::: Exercise data :::

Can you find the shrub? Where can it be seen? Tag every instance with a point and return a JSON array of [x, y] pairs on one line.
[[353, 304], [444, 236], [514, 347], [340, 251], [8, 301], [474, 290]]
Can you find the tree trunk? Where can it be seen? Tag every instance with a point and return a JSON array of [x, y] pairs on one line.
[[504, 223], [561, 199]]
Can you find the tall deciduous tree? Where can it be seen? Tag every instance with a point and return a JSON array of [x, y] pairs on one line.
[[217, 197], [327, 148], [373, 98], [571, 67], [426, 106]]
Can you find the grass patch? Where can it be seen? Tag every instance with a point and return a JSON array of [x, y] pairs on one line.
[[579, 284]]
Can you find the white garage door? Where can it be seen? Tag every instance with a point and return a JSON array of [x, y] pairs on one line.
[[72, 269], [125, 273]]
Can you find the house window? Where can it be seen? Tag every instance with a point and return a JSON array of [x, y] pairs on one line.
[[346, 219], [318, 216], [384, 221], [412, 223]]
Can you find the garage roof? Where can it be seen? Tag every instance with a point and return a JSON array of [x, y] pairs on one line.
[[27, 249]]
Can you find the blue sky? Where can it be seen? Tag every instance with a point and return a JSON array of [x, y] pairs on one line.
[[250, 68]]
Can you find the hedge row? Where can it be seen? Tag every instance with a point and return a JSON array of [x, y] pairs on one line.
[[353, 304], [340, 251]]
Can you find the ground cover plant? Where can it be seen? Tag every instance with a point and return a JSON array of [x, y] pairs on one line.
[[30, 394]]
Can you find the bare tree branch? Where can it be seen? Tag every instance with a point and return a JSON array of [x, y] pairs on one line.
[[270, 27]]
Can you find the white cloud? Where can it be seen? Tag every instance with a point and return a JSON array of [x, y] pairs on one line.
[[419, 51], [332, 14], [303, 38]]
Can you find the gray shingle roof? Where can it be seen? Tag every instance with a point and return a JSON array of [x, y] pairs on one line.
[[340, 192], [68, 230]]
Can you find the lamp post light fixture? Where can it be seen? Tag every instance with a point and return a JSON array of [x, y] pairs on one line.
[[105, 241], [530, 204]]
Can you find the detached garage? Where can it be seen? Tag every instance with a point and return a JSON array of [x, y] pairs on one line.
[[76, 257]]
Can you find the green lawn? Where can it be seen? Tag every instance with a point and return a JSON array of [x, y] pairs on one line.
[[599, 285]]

:::

The lines from the one containing "Can you find the gray" through the last line of the records are the answer; set them down exactly and add nothing.

Can you find the gray shingle roof? Where can it be seen? Tag every instance with a point and return a JSON array of [x, y] pairs on one line.
[[340, 192], [68, 230]]
Can you find the lamp post light fixture? Where can it be seen? Tag every instance with a point and return a JSON array of [x, y] pairs on one line.
[[105, 241], [530, 204]]
Can you find the detached garage? Where can it be seen? Tag every instance with a point and return a JSON array of [x, y] pairs on one line.
[[76, 257]]
Can you find the green lawn? Where can it be seen? Tag every instance with a point and return a JSON array of [x, y] pairs on one line.
[[599, 285]]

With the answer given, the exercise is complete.